*** Block opens ***

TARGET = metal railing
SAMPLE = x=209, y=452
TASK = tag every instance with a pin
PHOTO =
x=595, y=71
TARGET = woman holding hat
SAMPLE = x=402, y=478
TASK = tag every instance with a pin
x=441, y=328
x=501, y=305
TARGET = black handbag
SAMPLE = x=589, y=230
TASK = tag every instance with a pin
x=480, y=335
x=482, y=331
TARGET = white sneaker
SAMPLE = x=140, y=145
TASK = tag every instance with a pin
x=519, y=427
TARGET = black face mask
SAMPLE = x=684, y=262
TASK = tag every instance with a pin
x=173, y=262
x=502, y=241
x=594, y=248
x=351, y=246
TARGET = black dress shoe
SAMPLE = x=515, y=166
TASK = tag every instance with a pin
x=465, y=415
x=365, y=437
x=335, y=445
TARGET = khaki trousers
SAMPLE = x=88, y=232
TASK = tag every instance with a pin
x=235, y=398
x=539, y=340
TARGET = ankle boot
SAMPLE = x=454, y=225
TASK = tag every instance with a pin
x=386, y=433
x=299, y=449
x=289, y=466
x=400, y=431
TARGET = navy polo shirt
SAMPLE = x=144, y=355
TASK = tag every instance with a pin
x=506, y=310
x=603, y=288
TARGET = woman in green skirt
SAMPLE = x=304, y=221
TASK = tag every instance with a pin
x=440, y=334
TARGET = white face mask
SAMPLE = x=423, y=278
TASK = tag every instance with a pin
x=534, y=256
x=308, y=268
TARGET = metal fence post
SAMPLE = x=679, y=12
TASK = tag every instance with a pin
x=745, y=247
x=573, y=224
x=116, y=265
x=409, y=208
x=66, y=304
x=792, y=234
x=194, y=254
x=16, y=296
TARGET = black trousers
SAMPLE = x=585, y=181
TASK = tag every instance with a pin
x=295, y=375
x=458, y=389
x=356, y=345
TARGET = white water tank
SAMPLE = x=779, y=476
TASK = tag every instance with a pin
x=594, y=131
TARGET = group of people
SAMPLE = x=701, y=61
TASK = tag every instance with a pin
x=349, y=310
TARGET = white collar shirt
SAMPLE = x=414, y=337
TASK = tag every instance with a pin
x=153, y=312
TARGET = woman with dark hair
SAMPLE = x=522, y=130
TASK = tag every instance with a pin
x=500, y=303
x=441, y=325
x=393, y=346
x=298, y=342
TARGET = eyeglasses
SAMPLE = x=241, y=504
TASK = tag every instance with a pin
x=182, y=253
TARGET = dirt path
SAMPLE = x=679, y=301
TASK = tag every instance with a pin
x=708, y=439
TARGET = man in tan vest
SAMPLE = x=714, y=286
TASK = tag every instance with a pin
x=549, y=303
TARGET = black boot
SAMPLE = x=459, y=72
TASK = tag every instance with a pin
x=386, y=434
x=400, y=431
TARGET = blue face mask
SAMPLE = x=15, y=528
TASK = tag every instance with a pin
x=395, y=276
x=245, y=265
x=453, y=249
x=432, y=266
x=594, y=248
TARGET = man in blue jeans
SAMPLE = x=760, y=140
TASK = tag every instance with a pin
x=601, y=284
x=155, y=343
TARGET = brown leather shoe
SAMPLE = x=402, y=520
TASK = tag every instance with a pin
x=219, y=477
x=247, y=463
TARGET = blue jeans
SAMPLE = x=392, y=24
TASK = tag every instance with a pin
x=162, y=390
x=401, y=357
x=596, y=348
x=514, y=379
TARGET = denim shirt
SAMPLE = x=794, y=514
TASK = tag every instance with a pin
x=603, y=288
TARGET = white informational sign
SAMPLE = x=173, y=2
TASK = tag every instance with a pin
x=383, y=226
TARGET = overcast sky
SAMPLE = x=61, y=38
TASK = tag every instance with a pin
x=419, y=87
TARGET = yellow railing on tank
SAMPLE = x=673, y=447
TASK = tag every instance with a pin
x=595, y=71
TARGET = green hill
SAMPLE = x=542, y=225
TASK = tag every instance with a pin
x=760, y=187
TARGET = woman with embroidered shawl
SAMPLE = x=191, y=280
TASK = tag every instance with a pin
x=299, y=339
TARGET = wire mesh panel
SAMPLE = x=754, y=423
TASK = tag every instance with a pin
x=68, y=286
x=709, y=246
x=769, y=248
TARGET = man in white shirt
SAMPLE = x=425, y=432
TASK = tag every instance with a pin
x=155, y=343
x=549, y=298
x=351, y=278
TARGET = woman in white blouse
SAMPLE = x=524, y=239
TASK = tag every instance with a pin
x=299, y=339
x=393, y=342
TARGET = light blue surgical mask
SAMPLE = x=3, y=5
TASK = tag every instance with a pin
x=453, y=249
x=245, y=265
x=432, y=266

*** Block closes ***

**INSTRUCTIONS FOR THE TASK**
The expected output is a verbatim retyping of each line from the one with "SAMPLE = x=392, y=24" to the end of the listing above, with both end lines kept and nothing added.

**EXERCISE OUTPUT**
SAMPLE = x=392, y=24
TASK = tag every instance with a pin
x=162, y=390
x=401, y=357
x=596, y=348
x=514, y=379
TARGET = denim shirt
SAMPLE = x=794, y=514
TASK = tag every instance with a pin
x=603, y=288
TARGET = white informational sign
SAMPLE = x=173, y=2
TASK = tag every instance with a pin
x=383, y=226
TARGET = overcast sky
SAMPLE = x=61, y=38
TASK = tag every instance with a pin
x=419, y=87
TARGET = yellow railing on tank
SAMPLE = x=673, y=447
TASK = tag every instance with a pin
x=595, y=71
TARGET = green hill
SAMPLE = x=542, y=225
TASK = tag every instance with a pin
x=760, y=187
TARGET = woman with embroidered shawl
SAMPLE = x=191, y=280
TASK = tag every instance with a pin
x=299, y=339
TARGET = wire mesh panel
SAMPLE = x=754, y=423
TASK = tag every instance with a pin
x=68, y=286
x=709, y=246
x=769, y=248
TARGET = man in white shirt
SAMPLE = x=425, y=432
TASK = tag every instance with a pin
x=155, y=343
x=549, y=298
x=351, y=278
TARGET = woman in white blouse
SAMPLE = x=524, y=239
TASK = tag every instance with a pin
x=299, y=339
x=393, y=342
TARGET = light blue surgical mask
SAMPLE = x=3, y=5
TASK = tag every instance with a pin
x=453, y=249
x=245, y=265
x=432, y=266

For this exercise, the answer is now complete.